Document extract:
I was recently discussing with one of our key clients how during lockdown they have had to adopt new digital channels to maintain customer engagement – such as digital product launches to their global clients, virtual coffee mornings organized by the store with key local clients, increased activity on social network platforms and even a new podcast series.
For me, this is emblematic of the change that is taking place.
The lockdown period has meant that our digital lives have evolved to become increasingly integrated with the daily routine and rituals. Brands faced with the challenge of engaging consumers have been forced almost overnight to develop their digital activities to fill the gap left by the lack of physical experiences and found a very receptive market that seemed only too pleased to be offered these new experiences.
There has been an inevitable increase in e-commerce, but the consumer journey has always been made up of both digital and physical interaction with products and brands with the great majority of purchases made in-store, so it’s clear that the high street is here to stay.
But in this “new normal”, with consumers that are digitally smarter and much more cautious of public spaces, how should brands change their approach to the consumer journey?
Digital platforms can be used to provide new services that will be able to extend the new digital experience to the store and bring the physical store experience to the digital channel.
For example, direct contact with store staff through messaging or video calls, to replicate the staff consultation we would normally have only in the store. This is important in creating this local connection between the store and the consumer.
Some brands are extending the more personalized on-line experience to the store. Customers are given the possibility to make a shortlist of selected products through guided browsing that are then made available at the store for touch and try before purchase.

Material provided:

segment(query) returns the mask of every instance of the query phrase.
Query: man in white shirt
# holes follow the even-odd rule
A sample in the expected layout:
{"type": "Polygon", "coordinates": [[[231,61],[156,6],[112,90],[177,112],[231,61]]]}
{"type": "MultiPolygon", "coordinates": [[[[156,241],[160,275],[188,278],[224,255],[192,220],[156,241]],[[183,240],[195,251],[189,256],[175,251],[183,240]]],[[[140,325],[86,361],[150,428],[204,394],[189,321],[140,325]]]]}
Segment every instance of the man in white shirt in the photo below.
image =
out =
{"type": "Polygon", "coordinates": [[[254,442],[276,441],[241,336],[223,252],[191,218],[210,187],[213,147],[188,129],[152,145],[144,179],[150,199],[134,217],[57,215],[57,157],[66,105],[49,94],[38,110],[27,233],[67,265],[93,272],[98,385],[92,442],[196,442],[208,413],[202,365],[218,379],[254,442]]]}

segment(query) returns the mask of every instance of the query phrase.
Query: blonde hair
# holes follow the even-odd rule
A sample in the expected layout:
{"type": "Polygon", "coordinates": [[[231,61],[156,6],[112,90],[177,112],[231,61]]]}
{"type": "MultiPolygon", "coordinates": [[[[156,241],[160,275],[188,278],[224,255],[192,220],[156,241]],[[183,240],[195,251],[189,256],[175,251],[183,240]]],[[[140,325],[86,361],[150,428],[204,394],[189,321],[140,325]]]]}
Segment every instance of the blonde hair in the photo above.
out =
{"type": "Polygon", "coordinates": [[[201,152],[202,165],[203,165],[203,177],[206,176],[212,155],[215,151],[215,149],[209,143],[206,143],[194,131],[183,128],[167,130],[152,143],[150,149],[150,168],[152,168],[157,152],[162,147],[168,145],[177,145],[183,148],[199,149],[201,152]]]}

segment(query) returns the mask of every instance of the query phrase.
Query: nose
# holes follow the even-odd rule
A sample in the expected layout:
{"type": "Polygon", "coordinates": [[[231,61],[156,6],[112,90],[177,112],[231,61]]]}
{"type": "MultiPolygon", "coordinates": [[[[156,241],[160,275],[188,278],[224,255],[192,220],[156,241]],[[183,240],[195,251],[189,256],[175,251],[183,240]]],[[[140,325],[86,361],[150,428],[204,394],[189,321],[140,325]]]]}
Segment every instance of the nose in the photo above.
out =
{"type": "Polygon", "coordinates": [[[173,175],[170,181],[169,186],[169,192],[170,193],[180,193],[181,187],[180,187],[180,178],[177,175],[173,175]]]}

Exercise description:
In the text on brands and the consumer journey after lockdown, translate this sentence into Spanish: "Digital platforms can be used to provide new services that will be able to extend the new digital experience to the store and bring the physical store experience to the digital channel."

Response area:
Las plataformas digitales pueden utilizarse para ofrecer nuevos servicios que podrán extender la nueva experiencia digital a la tienda y llevar la experiencia de la tienda física al canal digital.